• **What is being asked**
Where does the word "below" show up in the data? Please find each such line and copy it.

• **Source data**

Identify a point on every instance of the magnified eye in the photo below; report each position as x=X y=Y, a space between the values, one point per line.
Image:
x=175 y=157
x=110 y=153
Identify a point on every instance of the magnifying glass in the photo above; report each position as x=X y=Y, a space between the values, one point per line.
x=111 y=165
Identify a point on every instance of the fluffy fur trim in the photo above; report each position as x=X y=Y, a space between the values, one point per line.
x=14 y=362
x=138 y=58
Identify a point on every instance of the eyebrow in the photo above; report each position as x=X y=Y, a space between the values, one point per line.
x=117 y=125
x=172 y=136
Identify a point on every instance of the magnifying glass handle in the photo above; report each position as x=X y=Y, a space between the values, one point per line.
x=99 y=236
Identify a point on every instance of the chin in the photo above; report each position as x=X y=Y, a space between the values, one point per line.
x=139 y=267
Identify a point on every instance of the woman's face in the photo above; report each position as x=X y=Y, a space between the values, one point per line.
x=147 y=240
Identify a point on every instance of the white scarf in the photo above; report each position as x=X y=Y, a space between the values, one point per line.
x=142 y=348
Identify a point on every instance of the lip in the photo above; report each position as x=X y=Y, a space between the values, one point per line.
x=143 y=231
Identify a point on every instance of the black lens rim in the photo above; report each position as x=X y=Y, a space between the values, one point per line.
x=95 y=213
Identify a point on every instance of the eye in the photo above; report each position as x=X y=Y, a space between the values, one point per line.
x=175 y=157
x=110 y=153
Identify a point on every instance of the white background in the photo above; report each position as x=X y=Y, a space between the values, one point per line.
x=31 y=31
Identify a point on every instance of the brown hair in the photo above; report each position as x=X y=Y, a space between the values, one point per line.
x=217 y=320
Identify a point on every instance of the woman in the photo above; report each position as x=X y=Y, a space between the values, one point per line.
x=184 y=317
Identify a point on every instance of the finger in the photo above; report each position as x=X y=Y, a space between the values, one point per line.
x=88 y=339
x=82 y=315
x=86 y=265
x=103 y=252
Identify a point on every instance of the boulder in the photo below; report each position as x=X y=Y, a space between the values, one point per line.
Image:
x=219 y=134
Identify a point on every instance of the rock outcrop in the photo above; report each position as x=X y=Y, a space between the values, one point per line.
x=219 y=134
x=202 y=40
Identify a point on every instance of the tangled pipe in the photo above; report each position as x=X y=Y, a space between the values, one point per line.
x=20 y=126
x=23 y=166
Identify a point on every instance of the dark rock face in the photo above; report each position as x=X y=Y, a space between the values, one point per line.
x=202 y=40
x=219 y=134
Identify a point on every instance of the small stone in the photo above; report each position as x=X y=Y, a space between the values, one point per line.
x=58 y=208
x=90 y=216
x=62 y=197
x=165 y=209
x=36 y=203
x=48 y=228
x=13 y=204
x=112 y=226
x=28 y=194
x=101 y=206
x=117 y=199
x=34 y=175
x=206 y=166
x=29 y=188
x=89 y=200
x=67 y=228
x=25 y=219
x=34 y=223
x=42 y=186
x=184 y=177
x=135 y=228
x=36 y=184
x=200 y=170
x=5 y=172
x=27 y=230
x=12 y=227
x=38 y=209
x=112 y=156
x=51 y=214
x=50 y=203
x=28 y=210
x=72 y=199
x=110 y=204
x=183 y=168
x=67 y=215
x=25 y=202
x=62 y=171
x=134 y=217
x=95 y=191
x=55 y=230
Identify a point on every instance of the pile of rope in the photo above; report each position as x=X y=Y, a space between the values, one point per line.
...
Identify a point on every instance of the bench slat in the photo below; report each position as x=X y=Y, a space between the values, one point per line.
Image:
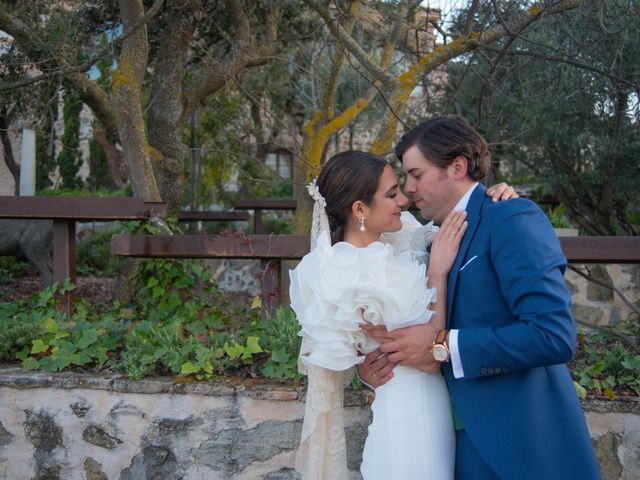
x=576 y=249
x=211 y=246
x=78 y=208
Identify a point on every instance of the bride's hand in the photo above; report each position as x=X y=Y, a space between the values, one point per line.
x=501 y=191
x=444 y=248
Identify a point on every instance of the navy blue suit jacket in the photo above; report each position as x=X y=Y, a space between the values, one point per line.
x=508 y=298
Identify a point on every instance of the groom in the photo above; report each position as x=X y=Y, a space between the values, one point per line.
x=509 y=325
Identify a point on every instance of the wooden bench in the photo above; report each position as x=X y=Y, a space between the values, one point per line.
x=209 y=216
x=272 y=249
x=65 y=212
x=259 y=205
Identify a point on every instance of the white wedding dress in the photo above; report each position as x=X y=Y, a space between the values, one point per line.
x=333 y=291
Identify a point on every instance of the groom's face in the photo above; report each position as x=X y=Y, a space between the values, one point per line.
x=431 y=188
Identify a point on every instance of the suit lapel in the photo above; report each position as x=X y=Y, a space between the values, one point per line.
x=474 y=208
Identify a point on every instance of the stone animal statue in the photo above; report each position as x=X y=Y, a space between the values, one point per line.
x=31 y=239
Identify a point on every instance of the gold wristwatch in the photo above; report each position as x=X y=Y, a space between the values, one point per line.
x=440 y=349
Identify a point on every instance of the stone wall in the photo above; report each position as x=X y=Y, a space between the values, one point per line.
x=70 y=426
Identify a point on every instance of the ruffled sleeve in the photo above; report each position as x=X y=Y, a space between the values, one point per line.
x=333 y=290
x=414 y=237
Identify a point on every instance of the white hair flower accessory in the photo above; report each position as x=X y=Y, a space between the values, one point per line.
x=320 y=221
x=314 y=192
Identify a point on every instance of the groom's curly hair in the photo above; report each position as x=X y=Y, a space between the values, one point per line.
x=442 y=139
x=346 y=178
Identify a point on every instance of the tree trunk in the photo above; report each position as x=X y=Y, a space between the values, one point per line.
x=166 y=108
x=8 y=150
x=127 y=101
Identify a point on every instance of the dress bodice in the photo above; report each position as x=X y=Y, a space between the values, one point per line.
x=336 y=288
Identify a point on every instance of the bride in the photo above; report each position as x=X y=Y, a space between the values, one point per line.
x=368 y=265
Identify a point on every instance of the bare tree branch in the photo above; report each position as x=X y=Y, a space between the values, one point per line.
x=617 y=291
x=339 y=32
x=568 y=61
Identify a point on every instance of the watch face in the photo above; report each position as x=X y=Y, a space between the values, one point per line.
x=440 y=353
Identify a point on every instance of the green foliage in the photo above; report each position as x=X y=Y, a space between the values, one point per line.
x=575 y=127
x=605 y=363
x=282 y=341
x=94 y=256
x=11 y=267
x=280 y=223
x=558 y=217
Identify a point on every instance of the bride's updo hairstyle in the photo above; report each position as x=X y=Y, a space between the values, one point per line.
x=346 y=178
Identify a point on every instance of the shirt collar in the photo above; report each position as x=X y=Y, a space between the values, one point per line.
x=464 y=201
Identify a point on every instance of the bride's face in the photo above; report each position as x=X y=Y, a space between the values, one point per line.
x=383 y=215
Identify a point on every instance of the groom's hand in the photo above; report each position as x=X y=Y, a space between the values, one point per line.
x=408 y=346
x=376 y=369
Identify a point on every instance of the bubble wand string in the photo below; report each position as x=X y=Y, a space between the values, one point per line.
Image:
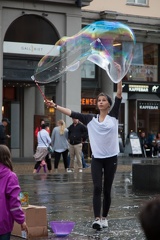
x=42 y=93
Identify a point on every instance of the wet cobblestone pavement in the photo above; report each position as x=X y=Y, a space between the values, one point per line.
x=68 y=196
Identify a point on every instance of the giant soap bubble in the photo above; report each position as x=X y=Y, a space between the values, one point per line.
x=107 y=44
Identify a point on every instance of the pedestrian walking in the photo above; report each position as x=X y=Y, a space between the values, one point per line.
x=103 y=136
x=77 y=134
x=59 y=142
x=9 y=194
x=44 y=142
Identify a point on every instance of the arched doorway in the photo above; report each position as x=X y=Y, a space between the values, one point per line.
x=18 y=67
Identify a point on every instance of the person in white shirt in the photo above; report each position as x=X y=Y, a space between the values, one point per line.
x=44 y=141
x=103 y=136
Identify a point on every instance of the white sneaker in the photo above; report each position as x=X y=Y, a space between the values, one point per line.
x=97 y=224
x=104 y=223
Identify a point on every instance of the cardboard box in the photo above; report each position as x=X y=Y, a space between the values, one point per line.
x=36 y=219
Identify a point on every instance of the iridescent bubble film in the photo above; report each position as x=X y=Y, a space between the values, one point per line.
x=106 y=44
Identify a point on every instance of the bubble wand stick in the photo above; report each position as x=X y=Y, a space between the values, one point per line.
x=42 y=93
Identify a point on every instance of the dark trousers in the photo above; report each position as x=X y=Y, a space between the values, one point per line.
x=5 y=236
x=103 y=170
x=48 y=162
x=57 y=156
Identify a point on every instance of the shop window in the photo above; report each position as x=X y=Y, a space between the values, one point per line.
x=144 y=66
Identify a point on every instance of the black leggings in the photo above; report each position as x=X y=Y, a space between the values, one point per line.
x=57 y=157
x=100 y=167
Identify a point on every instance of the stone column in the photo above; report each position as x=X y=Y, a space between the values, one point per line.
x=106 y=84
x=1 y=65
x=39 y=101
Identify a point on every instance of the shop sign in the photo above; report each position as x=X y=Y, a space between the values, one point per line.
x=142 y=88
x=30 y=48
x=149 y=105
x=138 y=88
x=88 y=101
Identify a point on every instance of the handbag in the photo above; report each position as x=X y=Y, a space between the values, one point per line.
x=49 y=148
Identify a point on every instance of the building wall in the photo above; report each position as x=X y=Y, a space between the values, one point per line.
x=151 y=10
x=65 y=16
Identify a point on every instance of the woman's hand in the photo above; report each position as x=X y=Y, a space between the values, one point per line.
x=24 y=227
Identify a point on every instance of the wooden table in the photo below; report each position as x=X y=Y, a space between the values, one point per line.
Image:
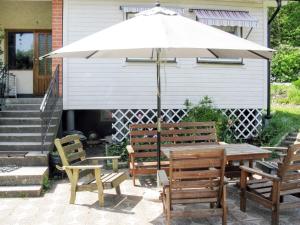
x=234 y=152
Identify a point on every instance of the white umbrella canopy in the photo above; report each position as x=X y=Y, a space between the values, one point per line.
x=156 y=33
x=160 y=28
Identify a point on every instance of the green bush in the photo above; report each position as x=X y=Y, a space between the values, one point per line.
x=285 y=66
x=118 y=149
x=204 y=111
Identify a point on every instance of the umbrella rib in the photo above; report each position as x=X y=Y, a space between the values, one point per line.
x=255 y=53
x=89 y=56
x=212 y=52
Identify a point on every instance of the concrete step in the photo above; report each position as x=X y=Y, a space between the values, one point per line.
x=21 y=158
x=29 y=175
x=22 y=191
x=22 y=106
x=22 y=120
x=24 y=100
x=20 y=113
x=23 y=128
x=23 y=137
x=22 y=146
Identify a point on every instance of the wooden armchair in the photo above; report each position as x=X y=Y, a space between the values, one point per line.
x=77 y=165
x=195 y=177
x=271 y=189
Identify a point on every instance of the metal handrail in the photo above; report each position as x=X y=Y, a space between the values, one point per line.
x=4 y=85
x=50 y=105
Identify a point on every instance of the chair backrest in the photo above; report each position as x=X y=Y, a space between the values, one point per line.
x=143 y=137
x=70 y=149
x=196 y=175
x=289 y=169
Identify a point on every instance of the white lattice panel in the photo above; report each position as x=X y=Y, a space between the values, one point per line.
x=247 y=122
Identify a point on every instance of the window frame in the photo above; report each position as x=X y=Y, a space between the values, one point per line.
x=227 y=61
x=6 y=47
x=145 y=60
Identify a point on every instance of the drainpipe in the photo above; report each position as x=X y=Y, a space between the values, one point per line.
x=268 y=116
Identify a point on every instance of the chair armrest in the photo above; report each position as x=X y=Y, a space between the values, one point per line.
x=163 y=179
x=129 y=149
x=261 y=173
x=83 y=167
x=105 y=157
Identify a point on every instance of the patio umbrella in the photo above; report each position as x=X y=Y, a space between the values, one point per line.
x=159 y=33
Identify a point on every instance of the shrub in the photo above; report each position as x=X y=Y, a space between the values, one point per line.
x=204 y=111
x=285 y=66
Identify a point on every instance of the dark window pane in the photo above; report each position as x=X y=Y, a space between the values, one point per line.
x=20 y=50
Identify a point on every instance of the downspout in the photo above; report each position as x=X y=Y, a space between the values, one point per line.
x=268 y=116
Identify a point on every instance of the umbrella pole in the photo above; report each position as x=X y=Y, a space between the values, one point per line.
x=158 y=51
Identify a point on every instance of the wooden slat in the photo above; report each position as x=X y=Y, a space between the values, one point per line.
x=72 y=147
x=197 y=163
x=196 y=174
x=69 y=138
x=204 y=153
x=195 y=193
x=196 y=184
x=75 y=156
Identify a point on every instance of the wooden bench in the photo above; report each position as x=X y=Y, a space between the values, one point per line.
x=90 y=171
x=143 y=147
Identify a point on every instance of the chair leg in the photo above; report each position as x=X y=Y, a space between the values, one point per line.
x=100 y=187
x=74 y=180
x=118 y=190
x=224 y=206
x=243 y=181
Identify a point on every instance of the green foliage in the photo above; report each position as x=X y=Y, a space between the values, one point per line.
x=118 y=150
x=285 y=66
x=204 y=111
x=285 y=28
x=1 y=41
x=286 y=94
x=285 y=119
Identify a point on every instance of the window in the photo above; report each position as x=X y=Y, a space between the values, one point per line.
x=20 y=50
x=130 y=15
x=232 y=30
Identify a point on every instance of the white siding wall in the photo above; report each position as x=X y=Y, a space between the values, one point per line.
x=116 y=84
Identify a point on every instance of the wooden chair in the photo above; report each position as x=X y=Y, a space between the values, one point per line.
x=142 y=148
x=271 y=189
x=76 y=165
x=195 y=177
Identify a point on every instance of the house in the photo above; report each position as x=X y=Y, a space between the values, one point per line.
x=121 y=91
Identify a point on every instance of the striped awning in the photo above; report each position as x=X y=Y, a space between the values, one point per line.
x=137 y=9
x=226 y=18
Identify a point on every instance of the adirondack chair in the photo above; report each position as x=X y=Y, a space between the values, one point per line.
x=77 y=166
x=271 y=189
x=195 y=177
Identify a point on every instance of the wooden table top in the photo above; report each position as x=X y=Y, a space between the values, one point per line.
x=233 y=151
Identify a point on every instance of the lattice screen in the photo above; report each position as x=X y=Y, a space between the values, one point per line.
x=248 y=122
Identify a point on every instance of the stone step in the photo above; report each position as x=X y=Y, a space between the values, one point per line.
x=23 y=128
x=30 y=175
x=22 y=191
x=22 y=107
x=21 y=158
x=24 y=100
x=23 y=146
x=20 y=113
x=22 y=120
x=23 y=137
...
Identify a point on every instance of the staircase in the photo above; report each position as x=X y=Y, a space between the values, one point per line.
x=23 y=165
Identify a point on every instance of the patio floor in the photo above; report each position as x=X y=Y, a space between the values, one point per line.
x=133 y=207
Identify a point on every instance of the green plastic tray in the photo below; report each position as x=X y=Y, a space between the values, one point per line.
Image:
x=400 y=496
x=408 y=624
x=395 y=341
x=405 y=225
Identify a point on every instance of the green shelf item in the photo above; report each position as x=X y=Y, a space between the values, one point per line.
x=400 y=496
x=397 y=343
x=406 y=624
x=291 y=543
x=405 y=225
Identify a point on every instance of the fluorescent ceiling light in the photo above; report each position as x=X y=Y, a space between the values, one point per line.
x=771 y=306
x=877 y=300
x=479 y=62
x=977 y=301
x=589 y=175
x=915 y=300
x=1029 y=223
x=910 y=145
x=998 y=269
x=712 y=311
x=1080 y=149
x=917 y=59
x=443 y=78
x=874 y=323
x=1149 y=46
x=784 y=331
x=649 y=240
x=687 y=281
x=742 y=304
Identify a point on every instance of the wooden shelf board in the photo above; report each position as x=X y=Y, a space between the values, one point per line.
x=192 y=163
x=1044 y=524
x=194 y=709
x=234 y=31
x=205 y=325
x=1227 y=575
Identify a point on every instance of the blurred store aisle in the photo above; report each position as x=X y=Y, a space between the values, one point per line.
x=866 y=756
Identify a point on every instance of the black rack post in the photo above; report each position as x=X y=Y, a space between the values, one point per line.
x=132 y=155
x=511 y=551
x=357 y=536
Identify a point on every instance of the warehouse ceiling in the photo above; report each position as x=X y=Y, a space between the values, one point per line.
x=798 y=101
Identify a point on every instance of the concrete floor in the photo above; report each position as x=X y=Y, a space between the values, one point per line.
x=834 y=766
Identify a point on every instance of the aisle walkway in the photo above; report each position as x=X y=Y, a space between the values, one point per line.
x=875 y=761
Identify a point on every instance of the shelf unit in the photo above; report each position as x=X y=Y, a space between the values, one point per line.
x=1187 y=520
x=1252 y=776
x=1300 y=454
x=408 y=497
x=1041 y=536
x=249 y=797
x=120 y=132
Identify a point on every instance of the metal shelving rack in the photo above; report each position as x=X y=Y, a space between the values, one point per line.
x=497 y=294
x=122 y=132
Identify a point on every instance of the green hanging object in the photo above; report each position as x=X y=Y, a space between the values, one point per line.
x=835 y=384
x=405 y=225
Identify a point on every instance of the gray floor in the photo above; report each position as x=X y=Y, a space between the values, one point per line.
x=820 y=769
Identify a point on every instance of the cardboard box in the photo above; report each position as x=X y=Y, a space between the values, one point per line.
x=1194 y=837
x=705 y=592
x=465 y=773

• **Exercise output**
Identify a point on every instance of the magnified eye in the photo below; report each position as x=X y=Y, a space between the values, one point per line.
Identify a point on every instance of the boulder in the photo below; report each position as x=X y=Y, a space between the values, one point per line.
Identify a point on every instance of the bench slat in the photo below; report each position as x=X y=Y, a space between the values, one point per line.
Identify a point on every instance of the bubble wand string in the photo below; report each position as x=X y=Y, a space between the values, one point per line.
Identify a point on every instance of the wooden table in the photo below; report each position as x=X y=Y, a space between the values, one point per line.
Identify a point on every instance of the green plastic tray in the photo below; report each position as x=X y=Y, a space between the values, one point per line.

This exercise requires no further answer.